* _Текст для чтения_:
╔══

Понятно, что из романа я запомнил и кое-что еще — например, знаменитую притчу о поселянине, всю жизнь простоявшем у ворот, умоляя привратника пропустить его, а тот не пускал. «Никому сюда входа нет, эти врата были предназначены для тебя одного! Теперь пойду и запру их», — закричал привратник, когда проситель «начал отходить». В моей памяти этот отрывок долгие годы хранился слегка искаженным: дождавшись, когда проситель умрет, стражник сказал сам себе: пойду запру ворота, они были предназначены для него. Важно ли было для Кафки, чтобы смотритель обращался не к себе, а к еще живому поселянину? Полагаю, что да. Фиксация мгновения перехода из этого мира в мир иной придавала эпизоду драматизм и динамизм, приглушенные моей памятью.

Еще запомнил из «Процесса», как адвокат постелил себе и устроился на ночлег прямо у двери подзащитного, так что тот, выходя из комнаты по нужде, должен был перешагивать через его тело (мелкое неудобство). Кстати — очень сновидческий момент (независимо от символической интерпретации перешагивания через тело, мне малоинтересной — как тогда, так и сейчас).

╚══

* _Исходные данные_:
╔══

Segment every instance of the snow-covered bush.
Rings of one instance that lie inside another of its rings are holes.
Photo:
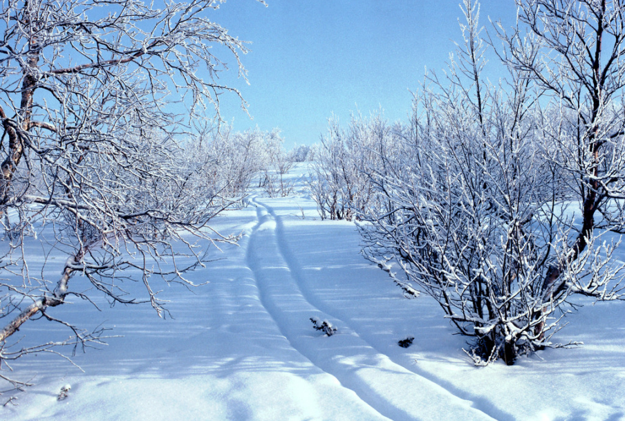
[[[528,35],[499,28],[509,75],[493,86],[478,6],[465,0],[446,79],[429,76],[404,147],[369,173],[389,207],[369,208],[364,253],[436,299],[475,338],[476,364],[559,346],[571,294],[622,297],[608,236],[625,221],[625,10],[574,3],[517,1]]]
[[[380,114],[369,119],[353,116],[346,131],[336,119],[330,120],[308,180],[321,219],[351,221],[374,206],[368,174],[372,168],[384,167],[382,154],[394,153],[398,133],[393,129]]]
[[[320,320],[318,317],[310,317],[312,322],[312,328],[315,330],[320,330],[328,336],[332,336],[337,333],[337,328],[327,320]]]
[[[84,332],[55,310],[69,297],[149,302],[162,315],[154,284],[192,285],[185,273],[206,260],[196,241],[232,241],[205,229],[223,207],[222,176],[204,177],[190,147],[177,142],[181,125],[205,119],[207,108],[218,115],[219,95],[241,96],[215,82],[223,62],[214,44],[240,71],[247,50],[211,21],[223,3],[0,6],[0,370],[28,353],[100,341],[101,329]],[[180,102],[184,115],[171,105]],[[124,289],[129,279],[144,285],[142,299]],[[73,336],[10,342],[31,319],[59,322]]]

╚══

* _Задания_:
1. Что приходилось делать подзащитному, выходя из комнаты по нужде, согласно тексту о романе «Процесс»?
2. Перепишите из текста о романе «Процесс» отрывок, который начинается со слов, содержащих «Еще запомнил из», и заканчивается словами «так и сейчас).».
3. Продолжите текст о романе «Процесс» после его последнего предложения.

* _Ответы_:
1. Перешагивать через тело адвоката, устроившегося на ночлег у его двери.

2.
Еще запомнил из «Процесса», как адвокат постелил себе и устроился на ночлег прямо у двери подзащитного, так что тот, выходя из комнаты по нужде, должен был перешагивать через его тело (мелкое неудобство). Кстати — очень сновидческий момент (независимо от символической интерпретации перешагивания через тело, мне малоинтересной — как тогда, так и сейчас).

3.
Из Пруста я тоже мало что запомнил. Первые 18 лет моей жизни в США ушли на чтение «В поисках утраченного времени». Конечно, не только на это. Параллельно я читал и кое-что еще. С Прустом я строго придерживался правила: читать только летом, в солнечную погоду, при купании в естественных или искусственных водоемах. Щурясь от солнечных лучей, впитывал, смакуя, каждую фразу, иная из которых превышала длиной целую страницу. Закончив (несколько лет назад) последний том, я решил пойти по второму кругу, тем более что, пока читал, я забыл, что случилось в первых томах. Скорее всего, ничего не случилось. Вся прелесть общения с Прустом — это то, что его тексты невозможно запоминать. Их потребление происходит одновременно с забвением. В этом, быть может, и заключается главный (и, кажется, не разгаданный) смысл названия «В поисках утраченного времени». Чтение Пруста моделирует одновременно процесс и воспоминания (внутри текста), и забвения (самого текста). В этом и заключается ценность этой книги. Её можно потреблять только «на месте», но нельзя унести с собой. Некоторые со мной не согласятся и даже скажут, что чтение Пруста (а быть может, и чтение вообще) и есть потерянное навсегда время. Я так не считаю.

Лирический герой

Как известно, для написания внятной художественной прозы необходимо, чтобы у автора были:

    Фантазия и воображение. Интеллект и остроумие. Способность изъясняться стилем, свободным от штампов. Способность к созданию лирического героя (далее по тексту — ЛГ).

Необходимость первых трех элементов сомнений не вызывает, хотя легко сказать «фантазия и воображение», а вот поди сыщи их, если бог не дал. Или как избежать навязших в зубах клише, если они так и просятся в зубы, вместе с фразой «навязшие в зубах». Но самым загадочным представляется последний элемент. Что это за зверь — лирический герой?

ЛГ — это некое уплотнение литературной материи, вызывающее читательскую эмпатию. Он должен быть в меру душевен, но без сантиментов и слез, как хорошо выжатая половая тряпка. ЛГ вовсе необязательно должен быть представлен реальным персонажем, это может быть некая искра интимности, вдруг вспыхивающая между читателем и автором. ЛГ может быть как положительным, так и отрицательным. Он может отталкивать и притягивать одновременно, как герой «Записок из подполья».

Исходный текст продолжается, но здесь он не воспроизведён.